Query settings

This section contains information about CHYT-specific settings. ClickHouse has a large number of different settings which can be specified in different ways: via the GET parameter of a query, directly in the query via the SETTINGS clause, when using YQL via pragma, or in other ways. For a list of the original ClickHouse settings, see the documentation.

The settings related to CHYT start with the chyt. prefix. Some settings are placed into separate subsections: in this case, the name of the setting will consist of several tokens separated by dots, for example, chyt.composite.enable_conversion.

As usual in ClickHouse, the 1 and 0 values are used as True and False for logical settings.

As usual, many of the settings include certain optimizations that are enabled by default and are listed only to emphasize the possibility of disabling them in case of incorrect optimization.

Available settings

  • enable_columnar_read [%true]: Enables the use of the fast columnar reading interface for tables in scan format.

_SUPPLIED INFORMATION:_
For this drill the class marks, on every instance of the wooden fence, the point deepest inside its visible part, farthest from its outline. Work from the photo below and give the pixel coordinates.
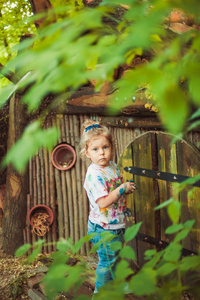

_GOAL 1:_
According to the query settings passage, what prefix do the CHYT-related settings start with?
_GOAL 2:_
Translate this sentence from the query settings passage into Spanish: "As usual in ClickHouse, the 1 and 0 values are used as True and False for logical settings."
_GOAL 3:_
Copy the part of the query settings passage starting at "The settings related" and ending at "for example, chyt.composite.enable_conversion.".

_FINAL ANSWER 1:_
They start with the chyt. prefix.

_FINAL ANSWER 2:_
Como es habitual en ClickHouse, los valores 1 y 0 se usan como True y False para los ajustes lógicos.

_FINAL ANSWER 3:_
The settings related to CHYT start with the chyt. prefix. Some settings are placed into separate subsections: in this case, the name of the setting will consist of several tokens separated by dots, for example, chyt.composite.enable_conversion.